- WHAT YOU WILL DO:
- A) According to the passage on maternal weight and asthma below, how many teenagers did the scientists examine, and how old were they?
- B) For each statement, say whether the passage on maternal weight and asthma below supports it. Answer yes or no and quote the deciding words. (i) The teenagers in the study were all born in southern Finland. (ii) The study was published online in the Journal of Epidemiology and Community Health. (iii) One in five of the adolescents had wheezed at some point.
- C) Please reproduce, word for word, the stretch of the passage on maternal weight and asthma below from "According to a" through "has risen dramatically.".

A study published online in the Journal of Epidemiology and Community Health claims children born to women who are overweight when they become pregnant may be more likely to have asthma by adolescence. In fact the European researchers found that asthma-like respiratory symptoms were up to 30 percent more likely among teenagers whose mothers were overweight or obese during fetal development.
According to a report from WebMD, the researchers write that the prevalence of children’s asthma has risen substantially worldwide since the 1970s and environmental factors may play a key role. One reason may be that the prevalence of overweight and obese mothers also has risen dramatically.
The scientists examined the respiratory health of about 7,000 teenagers, 15 and 16, all born in northern Finland between July 1985 and June 1986. Information also was provided by medical professionals on the height and weight of the women before pregnancy and the medical history of their parents.
The researchers found that:
- One in 10 of the adolescents wheezed and one in five had wheezed at some point.

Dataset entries
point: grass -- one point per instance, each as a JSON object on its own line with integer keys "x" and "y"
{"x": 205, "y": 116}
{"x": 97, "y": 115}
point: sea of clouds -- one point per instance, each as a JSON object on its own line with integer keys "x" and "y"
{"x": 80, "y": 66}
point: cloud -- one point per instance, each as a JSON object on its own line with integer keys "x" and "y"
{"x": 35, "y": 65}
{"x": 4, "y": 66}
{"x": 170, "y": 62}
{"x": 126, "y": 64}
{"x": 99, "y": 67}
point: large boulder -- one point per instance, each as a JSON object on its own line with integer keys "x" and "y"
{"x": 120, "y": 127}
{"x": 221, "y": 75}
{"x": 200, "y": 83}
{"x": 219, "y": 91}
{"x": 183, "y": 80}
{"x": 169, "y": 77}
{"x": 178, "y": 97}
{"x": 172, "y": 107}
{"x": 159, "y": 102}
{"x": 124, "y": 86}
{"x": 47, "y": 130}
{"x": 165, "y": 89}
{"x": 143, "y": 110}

- SOLUTIONS PER TASK:
- A) About 7,000 teenagers, aged 15 and 16.

- B)
(i) No: "all born in northern Finland between July 1985 and June 1986"
(ii) Yes: "A study published online in the Journal of Epidemiology and Community Health"
(iii) Yes: "one in five had wheezed at some point"

- C)
According to a report from WebMD, the researchers write that the prevalence of children’s asthma has risen substantially worldwide since the 1970s and environmental factors may play a key role. One reason may be that the prevalence of overweight and obese mothers also has risen dramatically.